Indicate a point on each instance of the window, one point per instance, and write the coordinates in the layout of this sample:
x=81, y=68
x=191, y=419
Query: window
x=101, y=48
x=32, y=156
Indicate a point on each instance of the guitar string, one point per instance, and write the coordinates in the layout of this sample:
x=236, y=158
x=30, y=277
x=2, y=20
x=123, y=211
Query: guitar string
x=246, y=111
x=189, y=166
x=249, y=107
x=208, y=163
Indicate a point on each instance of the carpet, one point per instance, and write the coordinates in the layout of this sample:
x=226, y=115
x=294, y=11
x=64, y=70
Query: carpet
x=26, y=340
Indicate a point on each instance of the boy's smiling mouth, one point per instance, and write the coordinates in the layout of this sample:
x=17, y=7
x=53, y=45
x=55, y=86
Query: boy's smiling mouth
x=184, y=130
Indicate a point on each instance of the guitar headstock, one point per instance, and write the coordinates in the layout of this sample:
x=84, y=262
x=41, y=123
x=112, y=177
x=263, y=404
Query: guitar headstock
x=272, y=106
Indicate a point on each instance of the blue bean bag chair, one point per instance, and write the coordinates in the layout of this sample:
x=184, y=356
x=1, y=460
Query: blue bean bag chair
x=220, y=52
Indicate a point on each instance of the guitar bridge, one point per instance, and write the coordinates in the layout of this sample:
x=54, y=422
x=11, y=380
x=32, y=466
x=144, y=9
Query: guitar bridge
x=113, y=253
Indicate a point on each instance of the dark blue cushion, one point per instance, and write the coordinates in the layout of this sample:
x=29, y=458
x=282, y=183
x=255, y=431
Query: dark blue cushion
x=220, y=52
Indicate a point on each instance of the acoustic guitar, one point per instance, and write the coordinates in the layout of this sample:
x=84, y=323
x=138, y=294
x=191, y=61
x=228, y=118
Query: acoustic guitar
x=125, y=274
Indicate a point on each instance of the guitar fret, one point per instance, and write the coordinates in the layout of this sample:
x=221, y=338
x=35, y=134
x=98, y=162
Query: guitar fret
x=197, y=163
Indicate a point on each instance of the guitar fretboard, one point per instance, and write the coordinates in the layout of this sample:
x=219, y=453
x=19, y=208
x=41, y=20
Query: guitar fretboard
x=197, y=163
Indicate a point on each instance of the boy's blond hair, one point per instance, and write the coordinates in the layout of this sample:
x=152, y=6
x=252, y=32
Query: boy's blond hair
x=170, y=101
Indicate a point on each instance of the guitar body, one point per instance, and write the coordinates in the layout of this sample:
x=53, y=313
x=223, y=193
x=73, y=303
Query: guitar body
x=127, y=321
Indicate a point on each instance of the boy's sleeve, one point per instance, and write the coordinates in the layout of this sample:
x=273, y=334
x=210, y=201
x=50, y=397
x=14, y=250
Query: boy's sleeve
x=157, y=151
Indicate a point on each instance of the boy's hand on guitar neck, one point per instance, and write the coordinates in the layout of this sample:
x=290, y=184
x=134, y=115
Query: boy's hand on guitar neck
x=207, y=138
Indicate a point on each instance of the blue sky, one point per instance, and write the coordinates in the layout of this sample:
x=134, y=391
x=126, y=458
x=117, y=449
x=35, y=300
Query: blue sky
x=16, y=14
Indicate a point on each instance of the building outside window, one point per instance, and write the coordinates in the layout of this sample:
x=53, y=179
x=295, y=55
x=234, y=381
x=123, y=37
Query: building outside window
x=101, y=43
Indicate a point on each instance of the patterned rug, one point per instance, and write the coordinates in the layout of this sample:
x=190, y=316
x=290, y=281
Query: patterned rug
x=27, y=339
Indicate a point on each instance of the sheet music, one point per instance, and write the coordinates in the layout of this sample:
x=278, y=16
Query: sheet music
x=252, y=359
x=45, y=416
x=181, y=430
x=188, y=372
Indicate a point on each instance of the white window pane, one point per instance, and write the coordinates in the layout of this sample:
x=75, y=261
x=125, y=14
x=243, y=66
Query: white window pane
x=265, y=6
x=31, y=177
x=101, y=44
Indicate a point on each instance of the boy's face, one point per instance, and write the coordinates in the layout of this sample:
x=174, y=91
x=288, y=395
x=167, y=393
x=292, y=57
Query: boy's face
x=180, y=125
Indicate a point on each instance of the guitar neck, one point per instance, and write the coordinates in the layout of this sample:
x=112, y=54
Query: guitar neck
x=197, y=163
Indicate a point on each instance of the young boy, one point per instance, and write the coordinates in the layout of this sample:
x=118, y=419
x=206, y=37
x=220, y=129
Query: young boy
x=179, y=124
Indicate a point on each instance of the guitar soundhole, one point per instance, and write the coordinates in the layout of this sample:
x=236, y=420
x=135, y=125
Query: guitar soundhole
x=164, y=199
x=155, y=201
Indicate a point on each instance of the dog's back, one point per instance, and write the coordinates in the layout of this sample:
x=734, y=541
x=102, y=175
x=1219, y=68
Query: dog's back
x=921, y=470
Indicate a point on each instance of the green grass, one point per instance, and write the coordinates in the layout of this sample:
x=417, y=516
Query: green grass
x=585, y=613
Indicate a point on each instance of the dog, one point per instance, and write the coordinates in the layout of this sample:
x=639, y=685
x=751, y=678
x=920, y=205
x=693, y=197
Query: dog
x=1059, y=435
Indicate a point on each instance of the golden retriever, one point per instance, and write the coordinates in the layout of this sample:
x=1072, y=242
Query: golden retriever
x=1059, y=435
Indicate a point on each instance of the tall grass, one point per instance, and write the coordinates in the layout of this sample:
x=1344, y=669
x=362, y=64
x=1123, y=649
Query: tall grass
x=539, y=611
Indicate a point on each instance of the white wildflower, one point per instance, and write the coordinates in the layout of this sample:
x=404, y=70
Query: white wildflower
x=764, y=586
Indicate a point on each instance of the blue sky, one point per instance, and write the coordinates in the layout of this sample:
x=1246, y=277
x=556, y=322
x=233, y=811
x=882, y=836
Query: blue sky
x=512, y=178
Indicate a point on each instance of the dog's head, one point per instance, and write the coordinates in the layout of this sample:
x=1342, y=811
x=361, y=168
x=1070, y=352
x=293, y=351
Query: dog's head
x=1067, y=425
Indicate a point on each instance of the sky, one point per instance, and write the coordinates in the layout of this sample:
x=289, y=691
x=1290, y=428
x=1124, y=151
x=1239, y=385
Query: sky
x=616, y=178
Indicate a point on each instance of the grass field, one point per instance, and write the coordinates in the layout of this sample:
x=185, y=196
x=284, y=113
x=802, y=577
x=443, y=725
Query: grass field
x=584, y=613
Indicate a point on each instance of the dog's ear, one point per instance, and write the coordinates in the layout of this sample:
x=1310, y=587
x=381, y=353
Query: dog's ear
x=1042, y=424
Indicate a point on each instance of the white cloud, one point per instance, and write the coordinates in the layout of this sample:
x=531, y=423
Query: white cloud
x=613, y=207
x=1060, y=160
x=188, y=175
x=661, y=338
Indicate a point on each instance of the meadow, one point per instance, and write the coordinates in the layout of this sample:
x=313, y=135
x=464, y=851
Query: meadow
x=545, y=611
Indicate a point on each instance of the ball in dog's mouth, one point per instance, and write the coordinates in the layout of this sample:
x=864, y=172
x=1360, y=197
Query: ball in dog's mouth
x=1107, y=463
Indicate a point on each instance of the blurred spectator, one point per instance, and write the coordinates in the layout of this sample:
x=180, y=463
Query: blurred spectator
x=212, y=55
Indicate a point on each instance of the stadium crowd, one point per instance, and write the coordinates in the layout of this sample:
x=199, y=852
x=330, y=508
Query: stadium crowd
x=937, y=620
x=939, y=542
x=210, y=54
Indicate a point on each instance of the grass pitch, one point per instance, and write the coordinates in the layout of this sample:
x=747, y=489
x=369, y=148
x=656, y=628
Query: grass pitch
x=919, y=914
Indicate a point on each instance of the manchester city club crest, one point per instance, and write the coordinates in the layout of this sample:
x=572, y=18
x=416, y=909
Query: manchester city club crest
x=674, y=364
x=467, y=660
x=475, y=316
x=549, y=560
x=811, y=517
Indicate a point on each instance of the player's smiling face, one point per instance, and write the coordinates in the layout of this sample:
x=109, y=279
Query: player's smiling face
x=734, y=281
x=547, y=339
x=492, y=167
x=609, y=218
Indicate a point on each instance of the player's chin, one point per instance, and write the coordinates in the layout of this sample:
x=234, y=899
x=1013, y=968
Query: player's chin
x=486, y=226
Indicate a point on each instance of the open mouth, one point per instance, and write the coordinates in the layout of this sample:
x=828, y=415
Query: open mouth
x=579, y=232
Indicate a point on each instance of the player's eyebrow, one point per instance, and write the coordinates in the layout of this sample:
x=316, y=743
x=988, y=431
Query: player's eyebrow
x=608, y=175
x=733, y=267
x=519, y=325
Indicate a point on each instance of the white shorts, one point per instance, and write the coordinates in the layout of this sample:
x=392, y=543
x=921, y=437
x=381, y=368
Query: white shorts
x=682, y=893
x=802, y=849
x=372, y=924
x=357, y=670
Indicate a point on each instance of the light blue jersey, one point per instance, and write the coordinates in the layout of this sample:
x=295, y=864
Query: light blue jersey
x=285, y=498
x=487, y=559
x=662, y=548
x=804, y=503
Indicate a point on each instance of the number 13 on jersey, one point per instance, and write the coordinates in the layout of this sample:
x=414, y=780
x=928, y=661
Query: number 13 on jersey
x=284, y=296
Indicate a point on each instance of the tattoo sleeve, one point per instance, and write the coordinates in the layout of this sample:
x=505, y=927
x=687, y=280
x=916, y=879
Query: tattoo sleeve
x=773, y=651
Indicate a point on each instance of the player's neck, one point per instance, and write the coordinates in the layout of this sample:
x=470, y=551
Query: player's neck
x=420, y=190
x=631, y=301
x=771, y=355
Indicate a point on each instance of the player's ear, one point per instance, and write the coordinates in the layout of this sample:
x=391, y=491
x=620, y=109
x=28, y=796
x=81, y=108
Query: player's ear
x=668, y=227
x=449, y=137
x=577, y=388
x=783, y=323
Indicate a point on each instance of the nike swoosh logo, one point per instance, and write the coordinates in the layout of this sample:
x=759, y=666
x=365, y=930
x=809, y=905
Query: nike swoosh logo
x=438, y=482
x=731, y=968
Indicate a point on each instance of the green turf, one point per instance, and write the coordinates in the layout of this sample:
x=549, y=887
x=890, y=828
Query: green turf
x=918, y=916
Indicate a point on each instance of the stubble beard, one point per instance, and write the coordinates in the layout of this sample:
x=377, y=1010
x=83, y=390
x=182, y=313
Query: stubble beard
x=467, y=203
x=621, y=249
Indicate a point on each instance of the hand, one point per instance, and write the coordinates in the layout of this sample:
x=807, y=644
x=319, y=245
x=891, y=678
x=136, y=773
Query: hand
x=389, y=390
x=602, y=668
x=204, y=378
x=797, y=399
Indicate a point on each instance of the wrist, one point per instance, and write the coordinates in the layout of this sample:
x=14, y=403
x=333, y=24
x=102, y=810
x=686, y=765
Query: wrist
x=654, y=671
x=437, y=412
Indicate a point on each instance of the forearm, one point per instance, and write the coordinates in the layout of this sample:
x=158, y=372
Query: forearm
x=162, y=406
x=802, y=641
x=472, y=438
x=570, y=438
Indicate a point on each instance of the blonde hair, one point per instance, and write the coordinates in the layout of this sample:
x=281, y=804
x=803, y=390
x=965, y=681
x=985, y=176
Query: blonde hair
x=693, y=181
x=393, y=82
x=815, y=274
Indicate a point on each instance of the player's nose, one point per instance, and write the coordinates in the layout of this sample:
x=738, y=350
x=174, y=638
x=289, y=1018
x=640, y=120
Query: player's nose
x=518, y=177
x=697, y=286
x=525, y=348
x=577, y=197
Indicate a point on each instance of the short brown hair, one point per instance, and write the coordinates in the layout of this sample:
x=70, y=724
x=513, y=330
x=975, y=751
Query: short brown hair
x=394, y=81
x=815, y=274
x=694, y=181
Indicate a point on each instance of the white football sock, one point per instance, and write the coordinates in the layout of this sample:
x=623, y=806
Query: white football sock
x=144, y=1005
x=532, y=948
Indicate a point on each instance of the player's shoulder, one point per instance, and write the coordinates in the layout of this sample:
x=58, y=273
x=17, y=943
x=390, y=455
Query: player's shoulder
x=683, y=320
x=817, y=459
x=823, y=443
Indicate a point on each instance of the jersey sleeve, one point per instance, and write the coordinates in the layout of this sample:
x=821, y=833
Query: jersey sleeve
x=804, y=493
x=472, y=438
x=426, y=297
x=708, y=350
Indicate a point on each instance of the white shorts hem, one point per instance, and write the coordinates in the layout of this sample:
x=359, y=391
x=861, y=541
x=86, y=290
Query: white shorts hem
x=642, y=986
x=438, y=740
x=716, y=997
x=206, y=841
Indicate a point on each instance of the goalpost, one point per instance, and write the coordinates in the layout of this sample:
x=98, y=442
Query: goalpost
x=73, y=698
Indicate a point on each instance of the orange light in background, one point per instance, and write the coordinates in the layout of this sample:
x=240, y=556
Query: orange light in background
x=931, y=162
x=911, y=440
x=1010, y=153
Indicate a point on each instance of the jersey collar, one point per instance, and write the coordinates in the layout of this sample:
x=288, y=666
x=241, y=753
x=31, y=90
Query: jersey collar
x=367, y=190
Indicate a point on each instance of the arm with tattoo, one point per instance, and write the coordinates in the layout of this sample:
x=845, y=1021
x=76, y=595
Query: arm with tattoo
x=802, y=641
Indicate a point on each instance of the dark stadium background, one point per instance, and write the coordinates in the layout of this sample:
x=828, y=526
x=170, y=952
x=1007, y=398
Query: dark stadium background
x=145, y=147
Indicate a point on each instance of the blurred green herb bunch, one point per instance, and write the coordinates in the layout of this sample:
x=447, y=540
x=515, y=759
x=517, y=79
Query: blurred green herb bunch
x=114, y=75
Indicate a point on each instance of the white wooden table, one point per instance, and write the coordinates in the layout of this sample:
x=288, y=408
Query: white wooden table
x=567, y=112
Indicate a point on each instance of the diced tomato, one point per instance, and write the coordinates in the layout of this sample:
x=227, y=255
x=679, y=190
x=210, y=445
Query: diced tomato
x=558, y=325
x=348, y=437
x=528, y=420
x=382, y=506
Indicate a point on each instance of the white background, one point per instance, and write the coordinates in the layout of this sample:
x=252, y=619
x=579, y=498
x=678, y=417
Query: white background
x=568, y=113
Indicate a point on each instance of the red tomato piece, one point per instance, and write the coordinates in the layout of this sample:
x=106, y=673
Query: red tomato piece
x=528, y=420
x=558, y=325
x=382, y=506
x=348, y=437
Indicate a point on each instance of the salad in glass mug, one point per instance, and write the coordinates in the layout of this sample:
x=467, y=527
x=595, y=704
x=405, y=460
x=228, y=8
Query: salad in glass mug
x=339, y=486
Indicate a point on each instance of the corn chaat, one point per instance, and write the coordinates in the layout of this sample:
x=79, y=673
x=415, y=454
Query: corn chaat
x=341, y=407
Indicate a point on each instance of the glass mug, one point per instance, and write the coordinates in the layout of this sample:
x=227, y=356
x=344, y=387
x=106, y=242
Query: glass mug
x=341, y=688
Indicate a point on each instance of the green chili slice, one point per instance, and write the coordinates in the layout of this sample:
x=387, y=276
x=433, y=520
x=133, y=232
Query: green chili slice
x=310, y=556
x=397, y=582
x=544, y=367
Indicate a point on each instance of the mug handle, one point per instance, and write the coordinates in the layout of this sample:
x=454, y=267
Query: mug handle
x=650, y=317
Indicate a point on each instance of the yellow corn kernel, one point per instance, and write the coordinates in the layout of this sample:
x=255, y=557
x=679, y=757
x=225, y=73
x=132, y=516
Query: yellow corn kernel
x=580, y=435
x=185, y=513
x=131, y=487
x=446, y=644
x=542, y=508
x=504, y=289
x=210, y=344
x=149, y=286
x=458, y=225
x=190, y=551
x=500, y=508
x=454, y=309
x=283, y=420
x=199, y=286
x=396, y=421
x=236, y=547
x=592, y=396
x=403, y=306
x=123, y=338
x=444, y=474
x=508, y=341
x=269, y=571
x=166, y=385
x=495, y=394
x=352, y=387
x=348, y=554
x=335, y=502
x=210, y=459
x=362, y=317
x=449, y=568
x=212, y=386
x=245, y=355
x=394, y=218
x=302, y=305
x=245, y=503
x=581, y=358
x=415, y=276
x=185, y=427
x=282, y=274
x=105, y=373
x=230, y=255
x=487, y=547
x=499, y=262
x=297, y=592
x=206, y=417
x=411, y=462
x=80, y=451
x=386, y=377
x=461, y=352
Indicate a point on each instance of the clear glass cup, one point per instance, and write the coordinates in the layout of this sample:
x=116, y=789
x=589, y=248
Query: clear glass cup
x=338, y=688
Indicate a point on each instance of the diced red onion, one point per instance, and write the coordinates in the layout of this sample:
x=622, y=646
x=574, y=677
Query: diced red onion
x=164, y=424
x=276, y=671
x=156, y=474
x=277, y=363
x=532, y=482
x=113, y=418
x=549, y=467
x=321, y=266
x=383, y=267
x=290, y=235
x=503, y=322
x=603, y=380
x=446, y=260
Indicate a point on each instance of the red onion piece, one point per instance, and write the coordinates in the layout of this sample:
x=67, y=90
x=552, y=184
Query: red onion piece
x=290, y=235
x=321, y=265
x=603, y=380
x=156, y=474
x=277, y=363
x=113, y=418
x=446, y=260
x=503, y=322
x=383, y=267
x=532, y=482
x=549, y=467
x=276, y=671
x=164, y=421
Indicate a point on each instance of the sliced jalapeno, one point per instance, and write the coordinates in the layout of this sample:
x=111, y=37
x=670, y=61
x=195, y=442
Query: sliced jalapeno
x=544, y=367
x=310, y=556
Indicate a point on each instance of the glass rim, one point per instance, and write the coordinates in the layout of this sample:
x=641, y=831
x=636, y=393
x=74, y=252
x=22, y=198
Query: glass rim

● Exercise: Reproduce the records above verbatim, starting at the first line of the records and ending at the line containing "x=208, y=163", with both of those lines included.

● Exercise result:
Indicate a point on each instance of the window, one point per instance, and write the coordinates in the layout of this sample:
x=81, y=68
x=191, y=419
Query: window
x=101, y=48
x=32, y=156
Indicate a point on each instance of the guitar string, one point per instance, and write the coordinates in the layout of this sample:
x=236, y=158
x=30, y=277
x=2, y=20
x=123, y=211
Query: guitar string
x=246, y=111
x=189, y=166
x=249, y=107
x=208, y=163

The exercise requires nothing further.